— Exercise —
Give again, word for word, only the lines from the one containing "point: blue eye" through the final line.

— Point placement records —

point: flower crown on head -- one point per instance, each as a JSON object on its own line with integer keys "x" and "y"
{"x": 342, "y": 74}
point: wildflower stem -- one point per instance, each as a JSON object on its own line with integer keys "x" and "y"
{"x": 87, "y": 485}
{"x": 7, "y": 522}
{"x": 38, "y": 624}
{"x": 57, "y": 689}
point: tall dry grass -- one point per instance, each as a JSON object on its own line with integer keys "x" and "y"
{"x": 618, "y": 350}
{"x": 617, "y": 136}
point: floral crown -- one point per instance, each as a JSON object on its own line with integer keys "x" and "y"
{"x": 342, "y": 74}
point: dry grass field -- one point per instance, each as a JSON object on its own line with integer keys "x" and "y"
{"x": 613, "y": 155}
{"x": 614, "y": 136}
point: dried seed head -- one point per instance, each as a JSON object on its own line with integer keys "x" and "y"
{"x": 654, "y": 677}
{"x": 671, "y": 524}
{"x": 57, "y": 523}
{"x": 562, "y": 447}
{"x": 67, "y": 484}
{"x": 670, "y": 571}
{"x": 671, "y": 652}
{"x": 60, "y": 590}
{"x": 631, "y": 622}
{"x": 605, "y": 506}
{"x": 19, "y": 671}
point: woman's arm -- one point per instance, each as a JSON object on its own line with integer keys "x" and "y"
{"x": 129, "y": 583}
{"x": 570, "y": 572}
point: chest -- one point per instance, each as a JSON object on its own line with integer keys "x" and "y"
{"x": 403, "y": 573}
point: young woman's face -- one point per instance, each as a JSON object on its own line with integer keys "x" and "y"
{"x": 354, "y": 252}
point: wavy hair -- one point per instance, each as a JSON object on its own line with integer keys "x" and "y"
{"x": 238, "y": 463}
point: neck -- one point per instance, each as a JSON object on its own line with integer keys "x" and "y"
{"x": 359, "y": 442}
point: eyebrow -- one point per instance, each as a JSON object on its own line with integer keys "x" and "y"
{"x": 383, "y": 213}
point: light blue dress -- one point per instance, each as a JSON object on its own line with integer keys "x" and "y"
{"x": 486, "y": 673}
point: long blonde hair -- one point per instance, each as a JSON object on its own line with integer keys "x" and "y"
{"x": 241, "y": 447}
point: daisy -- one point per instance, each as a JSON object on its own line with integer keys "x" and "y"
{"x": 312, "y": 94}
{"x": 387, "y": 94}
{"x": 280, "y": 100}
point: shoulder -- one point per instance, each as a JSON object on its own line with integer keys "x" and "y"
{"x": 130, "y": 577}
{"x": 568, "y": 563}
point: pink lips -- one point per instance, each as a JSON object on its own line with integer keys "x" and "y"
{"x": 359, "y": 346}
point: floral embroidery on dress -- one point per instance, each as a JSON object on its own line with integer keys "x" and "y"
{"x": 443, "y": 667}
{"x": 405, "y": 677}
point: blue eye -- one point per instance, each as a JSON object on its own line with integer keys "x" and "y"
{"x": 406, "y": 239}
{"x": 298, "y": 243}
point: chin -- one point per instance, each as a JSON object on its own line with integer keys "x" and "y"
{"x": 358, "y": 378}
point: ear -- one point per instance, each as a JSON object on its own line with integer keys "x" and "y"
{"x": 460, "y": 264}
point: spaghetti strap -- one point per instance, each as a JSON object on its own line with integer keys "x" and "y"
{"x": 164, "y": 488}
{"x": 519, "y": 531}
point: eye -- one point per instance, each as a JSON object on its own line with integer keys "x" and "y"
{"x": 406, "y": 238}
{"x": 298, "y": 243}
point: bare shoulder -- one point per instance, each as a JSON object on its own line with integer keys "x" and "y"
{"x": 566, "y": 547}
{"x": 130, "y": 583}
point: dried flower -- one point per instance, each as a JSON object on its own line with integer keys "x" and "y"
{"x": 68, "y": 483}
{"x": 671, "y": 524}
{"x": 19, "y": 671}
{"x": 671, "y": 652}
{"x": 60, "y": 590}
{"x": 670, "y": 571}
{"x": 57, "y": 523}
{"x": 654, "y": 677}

— Task result —
point: blue eye -- one point per instance, each as a JSON object on its own line with integer keys "x" and "y"
{"x": 406, "y": 239}
{"x": 298, "y": 243}
point: chin -- one point per instance, each as a JSON object on its own line with integer keys "x" and "y"
{"x": 358, "y": 378}
point: ear -- one point per instance, each as a JSON object on its own line with integer keys "x" and "y"
{"x": 460, "y": 264}
point: spaghetti strap -- one point per instance, each as a JSON object on its own line with integer keys "x" and "y"
{"x": 164, "y": 488}
{"x": 519, "y": 531}
point: eye -- one point per instance, each as a JSON object on its own line with integer keys "x" and "y"
{"x": 406, "y": 238}
{"x": 298, "y": 243}
point: bare shoulder -- one point per instance, each as a JSON object on its own line with integer keys "x" and "y"
{"x": 566, "y": 547}
{"x": 130, "y": 583}
point: dried flower -- one point per instance, each as a JSON object on its own line with integer keys "x" and "y"
{"x": 68, "y": 483}
{"x": 671, "y": 524}
{"x": 19, "y": 671}
{"x": 671, "y": 652}
{"x": 60, "y": 590}
{"x": 670, "y": 571}
{"x": 57, "y": 523}
{"x": 654, "y": 677}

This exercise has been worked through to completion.